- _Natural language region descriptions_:
......
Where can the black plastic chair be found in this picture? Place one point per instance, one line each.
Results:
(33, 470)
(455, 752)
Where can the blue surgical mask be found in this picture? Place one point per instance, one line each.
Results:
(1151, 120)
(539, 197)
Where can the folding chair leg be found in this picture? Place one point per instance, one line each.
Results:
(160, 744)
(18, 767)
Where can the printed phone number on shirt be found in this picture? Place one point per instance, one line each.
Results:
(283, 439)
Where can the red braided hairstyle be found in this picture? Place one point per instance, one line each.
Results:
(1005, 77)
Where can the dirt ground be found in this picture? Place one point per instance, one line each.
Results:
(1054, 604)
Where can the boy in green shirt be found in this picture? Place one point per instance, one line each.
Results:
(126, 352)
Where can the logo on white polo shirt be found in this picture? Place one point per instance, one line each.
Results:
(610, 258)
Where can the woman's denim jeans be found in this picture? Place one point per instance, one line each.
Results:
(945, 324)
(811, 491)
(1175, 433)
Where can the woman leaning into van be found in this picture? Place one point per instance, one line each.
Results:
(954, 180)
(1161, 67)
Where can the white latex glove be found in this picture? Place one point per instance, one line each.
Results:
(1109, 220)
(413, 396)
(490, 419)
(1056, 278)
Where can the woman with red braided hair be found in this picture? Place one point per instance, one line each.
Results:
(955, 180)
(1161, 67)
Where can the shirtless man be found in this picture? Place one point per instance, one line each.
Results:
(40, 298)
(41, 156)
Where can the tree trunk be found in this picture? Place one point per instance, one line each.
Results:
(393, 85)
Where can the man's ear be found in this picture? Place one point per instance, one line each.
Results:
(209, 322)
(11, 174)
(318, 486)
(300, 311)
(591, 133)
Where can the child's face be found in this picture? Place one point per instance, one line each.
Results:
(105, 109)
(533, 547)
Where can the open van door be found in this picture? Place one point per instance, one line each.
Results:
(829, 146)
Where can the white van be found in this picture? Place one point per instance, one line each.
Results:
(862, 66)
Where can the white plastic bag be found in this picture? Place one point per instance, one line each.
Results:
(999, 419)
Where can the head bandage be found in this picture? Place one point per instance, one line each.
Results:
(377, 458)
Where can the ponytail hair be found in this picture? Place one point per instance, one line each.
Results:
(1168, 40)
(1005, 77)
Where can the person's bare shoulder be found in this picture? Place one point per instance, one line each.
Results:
......
- _Task item_:
Search the data above and return each line in which "plastic" occurs.

- _Written answer_:
Where can the black plastic chair be found in this picture? Place one point per instance, one line each.
Where can the white plastic bag be found in this picture? Place one point per instance, one line each.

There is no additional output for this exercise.